Aim
Write out the lines below as a numbered list. Skip any blank lines and leave the pictures out.

++++

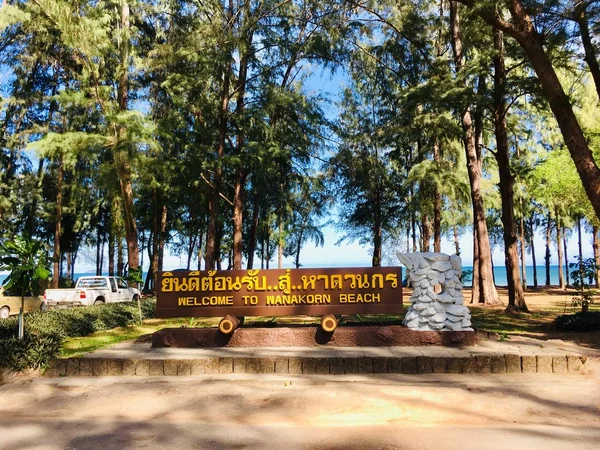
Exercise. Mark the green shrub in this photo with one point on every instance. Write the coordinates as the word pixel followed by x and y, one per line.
pixel 32 352
pixel 589 321
pixel 46 330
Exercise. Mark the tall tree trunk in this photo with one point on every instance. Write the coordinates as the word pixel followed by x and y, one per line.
pixel 523 252
pixel 487 290
pixel 298 248
pixel 280 244
pixel 566 256
pixel 533 258
pixel 120 259
pixel 162 236
pixel 579 240
pixel 559 238
pixel 376 260
pixel 238 215
pixel 425 233
pixel 522 29
pixel 253 232
pixel 437 206
pixel 581 17
pixel 111 254
pixel 596 247
pixel 476 288
pixel 240 176
pixel 30 224
pixel 213 251
pixel 122 159
pixel 547 257
pixel 516 299
pixel 98 246
pixel 58 229
pixel 456 240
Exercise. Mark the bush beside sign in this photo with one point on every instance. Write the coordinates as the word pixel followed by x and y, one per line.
pixel 279 292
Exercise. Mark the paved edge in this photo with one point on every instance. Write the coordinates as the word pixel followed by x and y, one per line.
pixel 478 363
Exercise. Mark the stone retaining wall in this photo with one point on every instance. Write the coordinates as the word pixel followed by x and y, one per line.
pixel 509 363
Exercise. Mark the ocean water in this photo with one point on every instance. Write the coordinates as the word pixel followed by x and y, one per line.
pixel 501 280
pixel 499 275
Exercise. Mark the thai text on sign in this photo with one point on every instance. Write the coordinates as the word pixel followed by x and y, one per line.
pixel 279 292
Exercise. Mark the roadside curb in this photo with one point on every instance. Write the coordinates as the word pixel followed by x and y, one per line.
pixel 90 366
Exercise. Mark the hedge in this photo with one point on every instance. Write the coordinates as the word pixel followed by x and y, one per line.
pixel 45 331
pixel 588 321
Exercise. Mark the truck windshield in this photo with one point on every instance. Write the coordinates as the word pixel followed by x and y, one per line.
pixel 92 283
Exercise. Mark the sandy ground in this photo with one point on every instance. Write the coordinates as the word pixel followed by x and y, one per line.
pixel 547 411
pixel 508 411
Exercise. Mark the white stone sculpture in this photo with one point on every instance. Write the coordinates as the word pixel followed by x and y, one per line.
pixel 431 310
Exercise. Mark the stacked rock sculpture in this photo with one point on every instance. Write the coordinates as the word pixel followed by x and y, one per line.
pixel 430 310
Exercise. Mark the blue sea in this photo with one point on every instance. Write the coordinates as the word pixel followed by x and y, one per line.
pixel 499 275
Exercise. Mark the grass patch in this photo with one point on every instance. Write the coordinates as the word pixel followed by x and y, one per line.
pixel 78 346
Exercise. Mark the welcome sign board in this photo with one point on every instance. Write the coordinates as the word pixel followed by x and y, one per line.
pixel 279 292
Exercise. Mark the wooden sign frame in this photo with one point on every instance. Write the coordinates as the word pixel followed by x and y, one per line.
pixel 279 292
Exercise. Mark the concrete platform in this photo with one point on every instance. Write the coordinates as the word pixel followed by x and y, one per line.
pixel 519 355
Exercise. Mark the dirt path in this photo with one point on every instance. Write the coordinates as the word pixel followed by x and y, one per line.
pixel 67 410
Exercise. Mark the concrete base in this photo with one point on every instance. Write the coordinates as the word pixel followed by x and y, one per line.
pixel 346 336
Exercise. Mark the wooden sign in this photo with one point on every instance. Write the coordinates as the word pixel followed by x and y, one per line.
pixel 279 292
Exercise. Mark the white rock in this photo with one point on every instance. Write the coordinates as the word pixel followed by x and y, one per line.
pixel 412 324
pixel 425 298
pixel 419 306
pixel 453 319
pixel 441 266
pixel 436 326
pixel 428 312
pixel 457 310
pixel 431 256
pixel 420 272
pixel 438 318
pixel 438 307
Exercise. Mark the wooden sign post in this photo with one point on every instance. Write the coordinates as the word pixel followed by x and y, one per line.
pixel 280 292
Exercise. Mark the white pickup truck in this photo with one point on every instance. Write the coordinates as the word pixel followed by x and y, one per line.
pixel 91 291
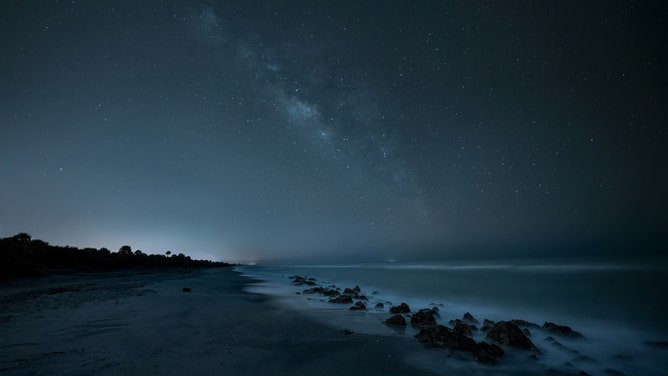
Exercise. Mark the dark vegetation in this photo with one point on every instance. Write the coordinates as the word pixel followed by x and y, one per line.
pixel 21 256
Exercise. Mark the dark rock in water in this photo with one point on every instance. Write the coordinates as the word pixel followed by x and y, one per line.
pixel 470 319
pixel 509 334
pixel 487 353
pixel 442 336
pixel 525 323
pixel 358 306
pixel 423 317
pixel 322 290
pixel 401 308
pixel 299 280
pixel 562 330
pixel 396 320
pixel 350 292
pixel 487 325
pixel 342 299
pixel 463 328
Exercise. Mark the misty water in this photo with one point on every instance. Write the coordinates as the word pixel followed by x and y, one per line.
pixel 620 308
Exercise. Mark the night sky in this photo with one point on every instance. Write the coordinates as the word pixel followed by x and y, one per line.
pixel 349 130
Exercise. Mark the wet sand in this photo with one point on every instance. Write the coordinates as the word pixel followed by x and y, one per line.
pixel 126 323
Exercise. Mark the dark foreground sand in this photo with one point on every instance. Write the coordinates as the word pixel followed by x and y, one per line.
pixel 132 323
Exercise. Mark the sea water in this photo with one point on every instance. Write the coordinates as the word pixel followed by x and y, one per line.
pixel 621 309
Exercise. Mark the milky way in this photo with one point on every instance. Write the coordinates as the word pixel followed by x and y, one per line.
pixel 305 131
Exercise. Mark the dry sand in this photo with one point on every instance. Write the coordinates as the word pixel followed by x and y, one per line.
pixel 134 323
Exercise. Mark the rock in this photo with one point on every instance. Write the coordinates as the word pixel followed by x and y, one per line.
pixel 442 336
pixel 341 299
pixel 525 323
pixel 509 334
pixel 463 328
pixel 322 291
pixel 358 306
pixel 487 353
pixel 401 308
pixel 396 320
pixel 423 317
pixel 350 292
pixel 469 318
pixel 487 325
pixel 562 330
pixel 299 280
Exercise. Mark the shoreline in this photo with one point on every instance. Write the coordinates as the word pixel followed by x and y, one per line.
pixel 127 323
pixel 557 349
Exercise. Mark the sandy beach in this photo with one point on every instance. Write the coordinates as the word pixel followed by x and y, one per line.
pixel 126 323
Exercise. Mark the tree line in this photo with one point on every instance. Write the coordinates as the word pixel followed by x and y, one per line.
pixel 22 256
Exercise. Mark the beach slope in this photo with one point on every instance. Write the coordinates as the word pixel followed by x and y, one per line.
pixel 145 323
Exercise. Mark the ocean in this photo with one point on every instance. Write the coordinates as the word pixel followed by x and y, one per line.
pixel 620 308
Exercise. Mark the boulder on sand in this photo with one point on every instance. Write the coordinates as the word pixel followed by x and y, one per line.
pixel 423 317
pixel 509 334
pixel 401 308
pixel 396 320
pixel 341 299
pixel 359 306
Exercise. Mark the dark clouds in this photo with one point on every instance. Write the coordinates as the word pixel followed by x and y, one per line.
pixel 283 130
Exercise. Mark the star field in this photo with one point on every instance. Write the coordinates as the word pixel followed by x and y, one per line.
pixel 298 130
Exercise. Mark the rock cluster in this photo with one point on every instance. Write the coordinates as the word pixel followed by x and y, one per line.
pixel 458 336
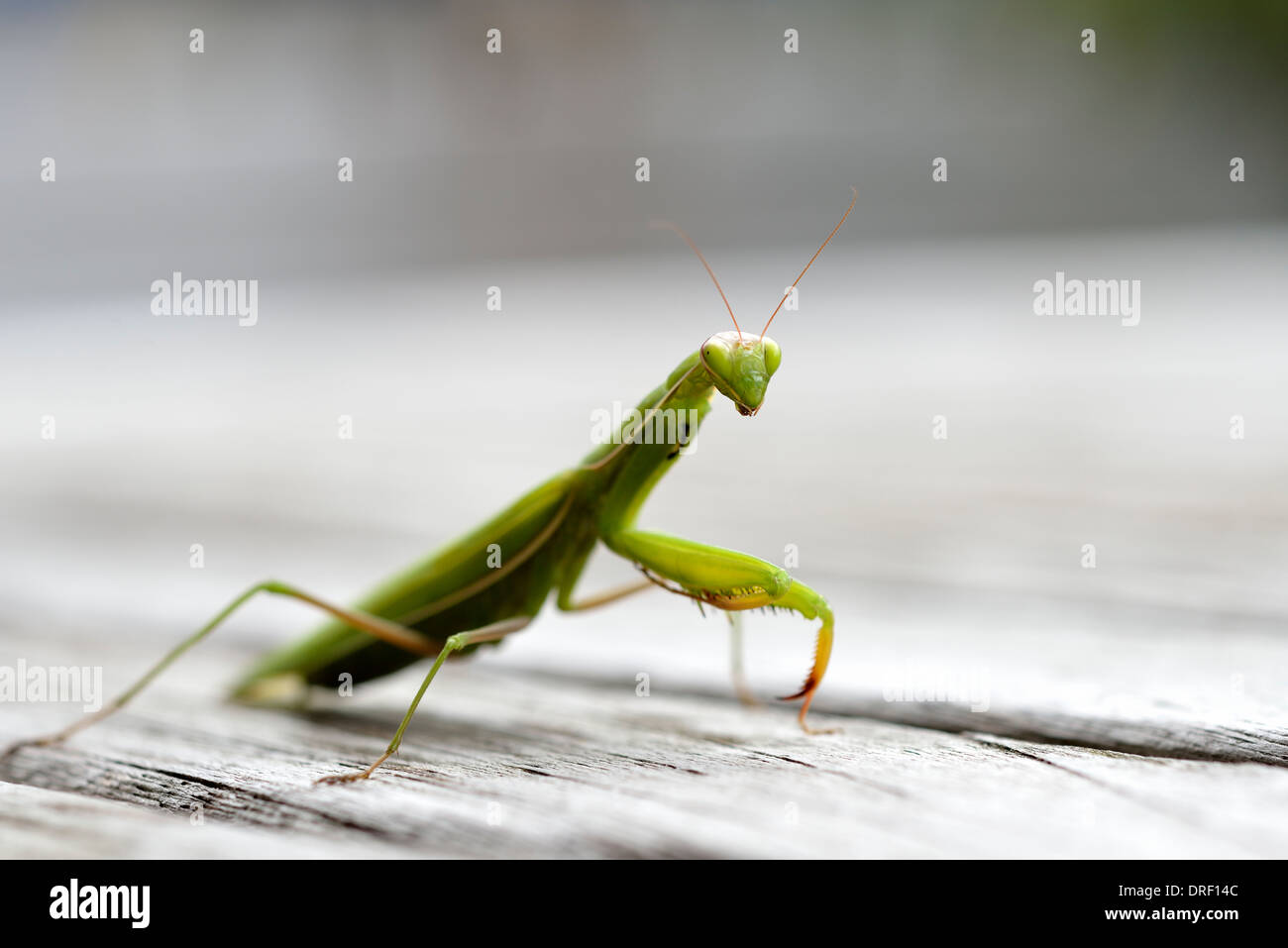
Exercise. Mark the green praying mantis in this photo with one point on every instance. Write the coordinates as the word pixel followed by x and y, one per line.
pixel 459 599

++++

Result below
1. Exercise. Mark the green shrub in this photo with one point on every instance. Write the coordinates as the word pixel followed by x and y, one per line.
2. pixel 32 352
3. pixel 589 321
4. pixel 46 330
5. Exercise. Mark the tall tree trunk in this photo with one point on every instance. Write the coordinates as the word pixel followed by x and y, one per line.
6. pixel 523 252
7. pixel 487 290
8. pixel 298 248
9. pixel 280 244
10. pixel 566 256
11. pixel 533 258
12. pixel 120 259
13. pixel 162 236
14. pixel 579 240
15. pixel 559 238
16. pixel 376 260
17. pixel 238 215
18. pixel 425 233
19. pixel 522 29
20. pixel 253 232
21. pixel 437 206
22. pixel 581 17
23. pixel 111 254
24. pixel 596 247
25. pixel 476 288
26. pixel 240 176
27. pixel 30 224
28. pixel 213 251
29. pixel 122 159
30. pixel 547 257
31. pixel 516 299
32. pixel 98 246
33. pixel 58 229
34. pixel 456 240
35. Exercise. Mark the bush beside sign in this photo with one point on every instance. Write the coordinates as the word pixel followed by x and y, one per line.
36. pixel 279 292
37. Exercise. Mark the paved edge in this photo with one point on every instance. Write the coordinates as the word pixel followed by x and y, one per line.
38. pixel 478 363
39. Exercise. Mark the stone retaining wall in this photo with one point on every instance. Write the coordinates as the word pixel followed by x and y, one per line.
40. pixel 509 363
41. Exercise. Mark the ocean water in this photo with one point on every instance. Write the coordinates as the word pixel followed by x and y, one per line.
42. pixel 501 280
43. pixel 499 275
44. Exercise. Mark the thai text on sign in this photo with one point on every instance. Write the coordinates as the word pixel followed by x and y, one per line.
45. pixel 279 292
46. Exercise. Mark the roadside curb in this photo with one point on every instance. Write the coordinates as the word pixel followed by x and y, one per line.
47. pixel 90 366
48. Exercise. Mark the hedge in this photo with one point on every instance. Write the coordinates as the word pixel followed by x and y, one per line.
49. pixel 45 331
50. pixel 588 321
51. Exercise. Mark the truck windshield in this photo with one point on every instance. Write the coordinates as the word pixel followed by x and y, one per line.
52. pixel 92 283
53. Exercise. Mark the sandy ground in this photo with one point on every instance. Write the coordinates as the word pixel followed by x and y, one per line.
54. pixel 547 411
55. pixel 508 411
56. Exercise. Mark the white stone sculpture in this photo with one point on every instance. Write the coordinates as the word pixel followed by x and y, one per line.
57. pixel 431 310
58. Exercise. Mark the stacked rock sculpture in this photo with one point on every instance. Write the coordinates as the word pixel followed by x and y, one per line.
59. pixel 430 310
60. Exercise. Mark the blue sea in this photo with one point on every instance. Write the coordinates as the word pixel followed by x and y, one per line.
61. pixel 499 275
62. Exercise. Mark the grass patch in this photo with one point on every instance. Write the coordinates as the word pixel followed by x and y, one per line.
63. pixel 78 346
64. Exercise. Mark the welcome sign board in this photo with one point on every instance. Write the coordinates as the word pixel followed by x and y, one per line.
65. pixel 279 292
66. Exercise. Mark the wooden sign frame in this photo with one point on every instance. Write the coordinates as the word pixel followed by x and y, one per line.
67. pixel 279 292
68. Exercise. Mark the concrete platform in this photo with one point on every instance. Write the coordinates as the word pixel followed by x and y, one per line.
69. pixel 519 355
70. Exercise. Mark the dirt path in this photo with one point on every instance. Write the coordinates as the word pixel followed by x and y, one per line.
71. pixel 67 410
72. Exercise. Mark the concrete base in this photo with one point on every instance. Write the coordinates as the word pixel followed by x and y, one per line.
73. pixel 346 336
74. Exercise. Mark the wooden sign in this photo with one point on every instance. Write the coordinates as the word pixel followed by x and y, one per line.
75. pixel 279 292
76. Exercise. Mark the white rock in this photo with one point on every instance. Write the coordinates as the word pixel followed by x and y, one per line.
77. pixel 412 324
78. pixel 425 298
79. pixel 419 306
80. pixel 453 319
81. pixel 441 266
82. pixel 436 326
83. pixel 428 312
84. pixel 457 310
85. pixel 431 256
86. pixel 420 272
87. pixel 438 318
88. pixel 438 307
89. Exercise. Mark the wooden sign post in this photo with one point on every instance. Write the coordinates as the word pixel followed by x and y, one per line.
90. pixel 280 292
91. Exercise. Mark the white pickup truck in this photo with one point on every instance. Write the coordinates as the word pixel followed by x and y, one per line.
92. pixel 91 291
93. Exercise. Mark the dark vegetation in this photo with one point on every instance. Write the coordinates as the word pixel followed by x and y, one per line.
94. pixel 21 256
95. Exercise. Mark the dark rock in water in this photo with one point on every instance. Write the coordinates as the word pixel followed by x and y, one per line.
96. pixel 470 319
97. pixel 509 334
98. pixel 487 353
99. pixel 442 336
100. pixel 525 323
101. pixel 358 306
102. pixel 423 317
103. pixel 322 290
104. pixel 401 308
105. pixel 299 280
106. pixel 562 330
107. pixel 396 320
108. pixel 350 292
109. pixel 487 325
110. pixel 342 299
111. pixel 463 328
112. Exercise. Mark the misty water in this photo with one point on every instance. Write the coordinates as the word pixel followed by x and y, one per line.
113. pixel 620 308
114. Exercise. Mark the night sky in this photo with one point on every instance. Write the coordinates as the word pixel followed by x and y, one per line.
115. pixel 349 130
116. Exercise. Mark the wet sand in this photo with one point on every instance. Write the coordinates as the word pixel followed by x and y, one per line.
117. pixel 126 323
118. Exercise. Mark the dark foreground sand in this photo with one point on every instance. Write the coordinates as the word pixel followed by x and y, one per line.
119. pixel 132 323
120. Exercise. Mark the sea water in this photo with one point on every instance. Write the coordinates as the word pixel followed by x and y, one per line.
121. pixel 621 309
122. Exercise. Mark the milky way in this photo with one point on every instance. Write the coordinates as the word pixel followed by x and y, one per line.
123. pixel 305 131
124. Exercise. Mark the dry sand in this photo with one point on every instance. Write the coordinates as the word pixel followed by x and y, one per line.
125. pixel 134 323
126. Exercise. Mark the rock in this photo with one point on every instance. Write the coordinates as the word pixel followed by x and y, one per line.
127. pixel 442 336
128. pixel 341 299
129. pixel 525 323
130. pixel 509 334
131. pixel 463 328
132. pixel 322 291
133. pixel 358 306
134. pixel 487 353
135. pixel 401 308
136. pixel 396 320
137. pixel 423 317
138. pixel 350 292
139. pixel 469 318
140. pixel 487 325
141. pixel 562 330
142. pixel 299 280
143. Exercise. Mark the shoreline in this photo with one point on every instance. Write the coordinates as the word pixel followed by x and y, one per line.
144. pixel 127 323
145. pixel 557 349
146. Exercise. Mark the sandy beach in this photo with one point on every instance. Write the coordinates as the word pixel followed by x and y, one per line.
147. pixel 126 323
148. Exercise. Mark the tree line in this photo with one point on every instance. Write the coordinates as the word pixel followed by x and y, one per line.
149. pixel 22 256
150. Exercise. Mark the beach slope in this photo with one point on every instance. Write the coordinates as the word pixel followed by x and y, one per line.
151. pixel 145 323
152. Exercise. Mark the ocean in this photo with one point on every instance. Write the coordinates as the word pixel followed by x and y, one per line.
153. pixel 620 308
154. Exercise. Mark the boulder on sand in this photo with one point on every instance. Write the coordinates as the word pixel followed by x and y, one per line.
155. pixel 423 317
156. pixel 509 334
157. pixel 401 308
158. pixel 396 320
159. pixel 341 299
160. pixel 359 306
161. Exercise. Mark the dark clouds in this photo with one point on every instance. Write the coordinates as the word pixel followed by x and y, one per line.
162. pixel 283 130
163. Exercise. Mark the star field in this photo with one point on every instance. Write the coordinates as the word pixel followed by x and y, one per line.
164. pixel 298 130
165. Exercise. Mark the rock cluster in this photo with one point on every instance. Write the coordinates as the word pixel followed by x and y, one per line.
166. pixel 458 336
167. Exercise. Mark the green praying mantis in this photo with one point on every instance. Write the coordinates as the word pixel followed by x and y, one per line.
168. pixel 459 599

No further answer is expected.